AIM = Render each line of the material below as one string in a JSON list, omitting any blank lines.

THE DATA =
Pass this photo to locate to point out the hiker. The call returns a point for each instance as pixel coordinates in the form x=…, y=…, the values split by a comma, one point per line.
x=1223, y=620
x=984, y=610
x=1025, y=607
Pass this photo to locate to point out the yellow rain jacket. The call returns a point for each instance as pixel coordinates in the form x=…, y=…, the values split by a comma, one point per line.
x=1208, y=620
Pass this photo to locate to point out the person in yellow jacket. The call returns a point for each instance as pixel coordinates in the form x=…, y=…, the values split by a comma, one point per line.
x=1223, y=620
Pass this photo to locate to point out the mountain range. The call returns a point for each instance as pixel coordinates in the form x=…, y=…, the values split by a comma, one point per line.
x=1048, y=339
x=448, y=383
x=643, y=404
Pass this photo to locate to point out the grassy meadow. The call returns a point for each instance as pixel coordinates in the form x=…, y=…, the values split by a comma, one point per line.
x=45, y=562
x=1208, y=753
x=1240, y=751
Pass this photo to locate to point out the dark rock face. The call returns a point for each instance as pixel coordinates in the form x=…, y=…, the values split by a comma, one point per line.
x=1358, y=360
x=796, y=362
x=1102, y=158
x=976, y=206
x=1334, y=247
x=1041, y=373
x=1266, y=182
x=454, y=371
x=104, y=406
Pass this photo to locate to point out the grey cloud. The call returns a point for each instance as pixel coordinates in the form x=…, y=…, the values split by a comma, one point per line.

THE RESPONSE =
[
  "Pass this photo to locate to point out the hiker. The call returns a point for each instance as pixel coordinates in the form x=…, y=…, the values split by a comma, one point per line.",
  "x=1223, y=620",
  "x=984, y=610",
  "x=1025, y=607",
  "Pass this photo to locate to point out the yellow rain jacket. The call returns a point for each instance as pixel coordinates in the form x=…, y=…, the values split by a comma, one point per line.",
  "x=1208, y=620",
  "Pass this photo to locate to point out the person in yellow jacket. The call returns a point for each instance as pixel coordinates in the form x=…, y=…, the values split by a comma, one point per line.",
  "x=1223, y=620",
  "Pass this photo to locate to point out the mountain range. The call returns a point for each instance as pixel coordinates in the form x=…, y=…, the values split by a comma, one point per line.",
  "x=1048, y=339",
  "x=448, y=383",
  "x=643, y=404",
  "Pass this photo to locate to point out the grassy meadow. The call returns a point for each instance as pixel coordinates in the form x=…, y=…, the values split by a comma, one point per line.",
  "x=45, y=562",
  "x=1208, y=753",
  "x=1240, y=751",
  "Pass this photo to locate to point out the dark rock face. The call returns a point for each instance as pixel coordinates in the form x=…, y=…, the values split by a comma, one point per line.",
  "x=1358, y=360",
  "x=796, y=362",
  "x=1102, y=158",
  "x=976, y=206",
  "x=1334, y=247",
  "x=1041, y=373",
  "x=1266, y=182",
  "x=454, y=371",
  "x=104, y=406",
  "Pass this photo to locate to point out the grey cloud. The call returns a point for each instance as pixel coordinates in the form x=…, y=…, the values split by a comma, one point per line."
]